> _What to work on_:
Reproduce the following records exactly from the line containing "facade in the photo above." onward, ending with the last line and including it.

(Natural language region descriptions)
^^^^^^^^^^^^^^^^

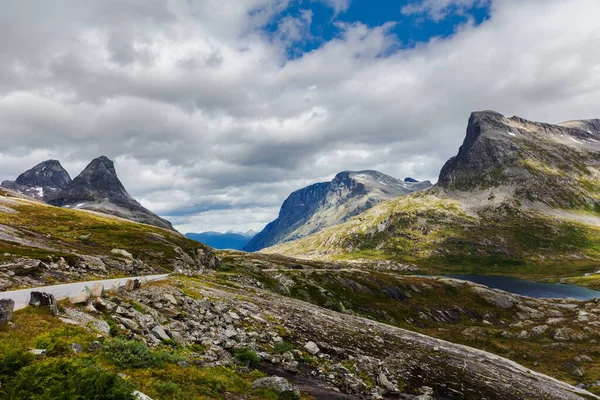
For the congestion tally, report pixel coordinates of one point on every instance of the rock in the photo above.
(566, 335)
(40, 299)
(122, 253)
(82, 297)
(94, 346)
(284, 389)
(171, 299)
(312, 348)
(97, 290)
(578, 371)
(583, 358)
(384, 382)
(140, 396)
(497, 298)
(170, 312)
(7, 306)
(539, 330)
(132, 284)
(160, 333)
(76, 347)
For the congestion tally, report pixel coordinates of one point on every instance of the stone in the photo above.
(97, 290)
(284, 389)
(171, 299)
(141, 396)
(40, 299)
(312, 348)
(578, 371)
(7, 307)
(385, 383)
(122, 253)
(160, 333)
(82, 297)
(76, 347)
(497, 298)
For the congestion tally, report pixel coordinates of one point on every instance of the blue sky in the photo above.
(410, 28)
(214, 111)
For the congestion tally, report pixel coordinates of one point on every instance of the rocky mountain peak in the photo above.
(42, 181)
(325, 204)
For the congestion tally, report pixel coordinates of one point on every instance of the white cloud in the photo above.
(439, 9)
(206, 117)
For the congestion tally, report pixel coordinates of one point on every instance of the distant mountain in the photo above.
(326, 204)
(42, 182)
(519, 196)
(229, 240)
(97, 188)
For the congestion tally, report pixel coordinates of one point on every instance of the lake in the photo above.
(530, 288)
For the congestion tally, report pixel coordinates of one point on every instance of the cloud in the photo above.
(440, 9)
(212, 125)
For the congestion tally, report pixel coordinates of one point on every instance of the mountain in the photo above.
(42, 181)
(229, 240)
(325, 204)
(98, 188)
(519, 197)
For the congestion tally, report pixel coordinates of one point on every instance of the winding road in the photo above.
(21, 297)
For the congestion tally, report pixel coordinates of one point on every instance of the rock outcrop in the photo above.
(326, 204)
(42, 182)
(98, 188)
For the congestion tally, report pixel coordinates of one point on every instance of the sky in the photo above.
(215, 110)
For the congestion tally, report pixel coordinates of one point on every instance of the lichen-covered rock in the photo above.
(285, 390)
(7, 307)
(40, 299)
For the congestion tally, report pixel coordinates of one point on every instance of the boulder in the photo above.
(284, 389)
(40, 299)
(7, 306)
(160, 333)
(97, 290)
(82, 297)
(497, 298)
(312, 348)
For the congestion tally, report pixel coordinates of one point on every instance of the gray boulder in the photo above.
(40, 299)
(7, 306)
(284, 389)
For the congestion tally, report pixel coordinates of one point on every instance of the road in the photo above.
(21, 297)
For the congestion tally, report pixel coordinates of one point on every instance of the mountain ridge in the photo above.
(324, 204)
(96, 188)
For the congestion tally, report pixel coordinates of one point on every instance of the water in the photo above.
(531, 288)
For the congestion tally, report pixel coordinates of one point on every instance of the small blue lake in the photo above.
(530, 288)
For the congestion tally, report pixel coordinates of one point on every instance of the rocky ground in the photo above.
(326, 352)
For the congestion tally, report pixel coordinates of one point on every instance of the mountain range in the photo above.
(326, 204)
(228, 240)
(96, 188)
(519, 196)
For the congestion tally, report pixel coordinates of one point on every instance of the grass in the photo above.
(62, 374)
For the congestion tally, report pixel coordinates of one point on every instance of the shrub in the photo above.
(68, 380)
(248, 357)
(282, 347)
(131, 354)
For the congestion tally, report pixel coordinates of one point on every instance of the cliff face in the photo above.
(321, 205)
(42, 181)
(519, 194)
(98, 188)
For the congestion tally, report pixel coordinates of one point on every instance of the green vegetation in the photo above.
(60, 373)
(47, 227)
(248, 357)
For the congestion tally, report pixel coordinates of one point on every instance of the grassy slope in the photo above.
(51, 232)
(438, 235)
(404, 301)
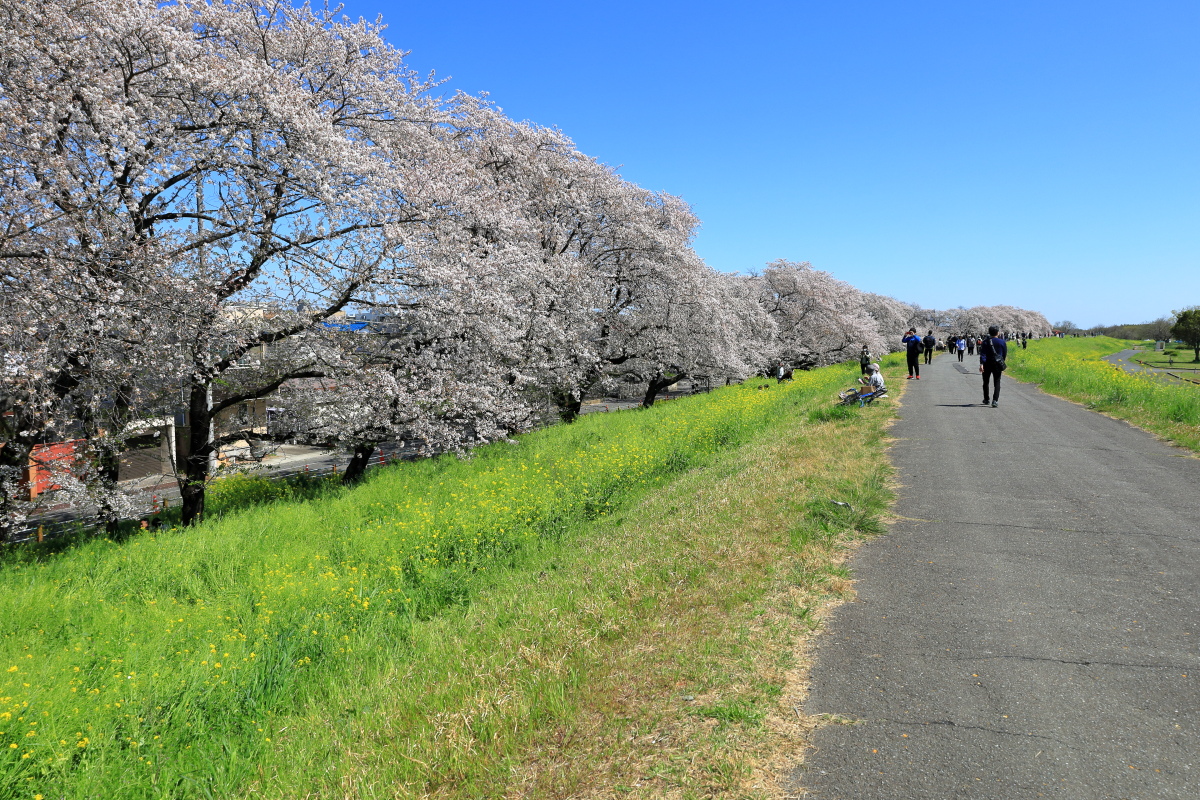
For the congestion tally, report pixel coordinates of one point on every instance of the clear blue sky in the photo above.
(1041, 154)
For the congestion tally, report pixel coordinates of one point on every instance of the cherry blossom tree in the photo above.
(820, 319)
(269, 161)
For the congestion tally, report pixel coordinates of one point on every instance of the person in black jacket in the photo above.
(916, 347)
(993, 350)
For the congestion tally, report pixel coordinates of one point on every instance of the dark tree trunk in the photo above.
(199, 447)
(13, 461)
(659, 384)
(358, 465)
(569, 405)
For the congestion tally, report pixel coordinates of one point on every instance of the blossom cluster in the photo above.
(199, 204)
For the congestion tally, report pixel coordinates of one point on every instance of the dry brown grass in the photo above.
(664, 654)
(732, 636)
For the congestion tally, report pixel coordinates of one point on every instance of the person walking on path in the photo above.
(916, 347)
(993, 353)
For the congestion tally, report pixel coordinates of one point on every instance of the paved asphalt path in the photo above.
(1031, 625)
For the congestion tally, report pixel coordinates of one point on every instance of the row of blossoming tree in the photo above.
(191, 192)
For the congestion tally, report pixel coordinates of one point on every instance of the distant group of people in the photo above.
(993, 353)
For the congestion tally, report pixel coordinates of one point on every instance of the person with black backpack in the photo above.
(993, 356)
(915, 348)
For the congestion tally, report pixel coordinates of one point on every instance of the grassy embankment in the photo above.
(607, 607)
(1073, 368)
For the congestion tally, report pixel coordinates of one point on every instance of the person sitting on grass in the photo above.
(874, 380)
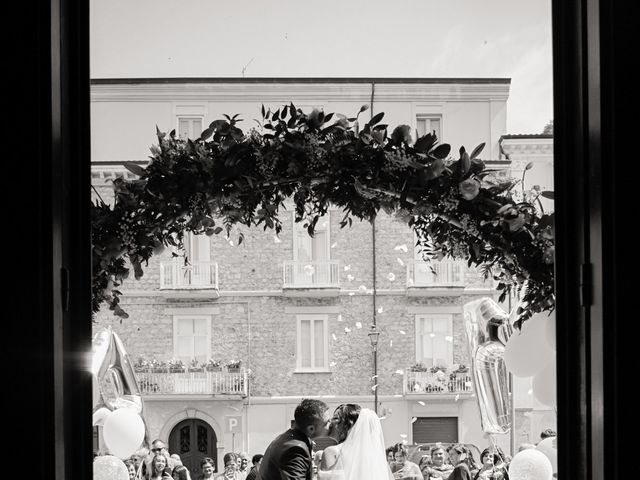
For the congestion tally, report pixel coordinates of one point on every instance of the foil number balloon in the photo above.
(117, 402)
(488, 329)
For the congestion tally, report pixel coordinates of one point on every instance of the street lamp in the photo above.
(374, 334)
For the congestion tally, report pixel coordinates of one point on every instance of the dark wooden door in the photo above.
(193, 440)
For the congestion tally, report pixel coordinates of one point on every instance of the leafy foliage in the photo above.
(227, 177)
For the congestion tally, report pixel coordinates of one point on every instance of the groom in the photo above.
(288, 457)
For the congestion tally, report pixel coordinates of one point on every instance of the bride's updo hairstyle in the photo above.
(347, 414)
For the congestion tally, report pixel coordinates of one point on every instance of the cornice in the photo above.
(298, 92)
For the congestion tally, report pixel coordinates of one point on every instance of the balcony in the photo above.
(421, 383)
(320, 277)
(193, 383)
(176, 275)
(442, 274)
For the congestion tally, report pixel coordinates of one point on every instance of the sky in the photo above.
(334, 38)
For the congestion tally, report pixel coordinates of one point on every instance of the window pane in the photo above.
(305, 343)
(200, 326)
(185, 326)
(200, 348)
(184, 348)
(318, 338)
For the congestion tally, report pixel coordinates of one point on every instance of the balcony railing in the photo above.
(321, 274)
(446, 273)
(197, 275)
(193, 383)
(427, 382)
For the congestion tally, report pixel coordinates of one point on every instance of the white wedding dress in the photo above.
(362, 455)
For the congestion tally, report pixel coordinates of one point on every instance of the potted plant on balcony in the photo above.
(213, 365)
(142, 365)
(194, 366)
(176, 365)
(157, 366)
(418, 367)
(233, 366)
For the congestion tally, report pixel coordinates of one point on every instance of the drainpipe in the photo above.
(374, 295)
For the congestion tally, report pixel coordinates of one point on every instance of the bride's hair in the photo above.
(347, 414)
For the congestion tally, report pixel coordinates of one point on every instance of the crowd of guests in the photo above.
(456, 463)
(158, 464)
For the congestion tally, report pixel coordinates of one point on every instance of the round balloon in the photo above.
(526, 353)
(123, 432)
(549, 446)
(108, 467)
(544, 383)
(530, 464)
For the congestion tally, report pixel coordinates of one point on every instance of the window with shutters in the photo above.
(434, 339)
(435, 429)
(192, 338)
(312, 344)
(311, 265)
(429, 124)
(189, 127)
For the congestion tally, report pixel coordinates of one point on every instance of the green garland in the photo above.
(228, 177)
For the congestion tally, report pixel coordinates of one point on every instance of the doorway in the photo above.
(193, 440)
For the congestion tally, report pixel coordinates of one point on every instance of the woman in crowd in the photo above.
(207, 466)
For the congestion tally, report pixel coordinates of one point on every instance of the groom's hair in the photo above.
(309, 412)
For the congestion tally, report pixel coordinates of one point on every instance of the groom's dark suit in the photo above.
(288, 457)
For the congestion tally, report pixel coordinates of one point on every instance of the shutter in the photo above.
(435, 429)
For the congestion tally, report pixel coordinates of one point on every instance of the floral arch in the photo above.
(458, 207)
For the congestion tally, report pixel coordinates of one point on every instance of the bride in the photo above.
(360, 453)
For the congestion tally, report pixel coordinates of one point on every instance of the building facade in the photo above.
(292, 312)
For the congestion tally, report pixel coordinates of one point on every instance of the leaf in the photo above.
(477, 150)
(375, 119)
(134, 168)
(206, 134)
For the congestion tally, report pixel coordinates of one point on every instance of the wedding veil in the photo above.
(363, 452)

^^^^^^^^^^^^^^^^

> _Output of the exercise_:
For the congestion tally, report pixel coordinates of one point on every instance of the building facade in the photo above.
(292, 312)
For the congestion tally, report pixel coordinates of one point on every instance of the leaf in the photo above.
(477, 150)
(375, 119)
(134, 168)
(206, 134)
For the congestion tally, report pixel coordinates of one point on every instance of the wedding veil in the photo above.
(363, 452)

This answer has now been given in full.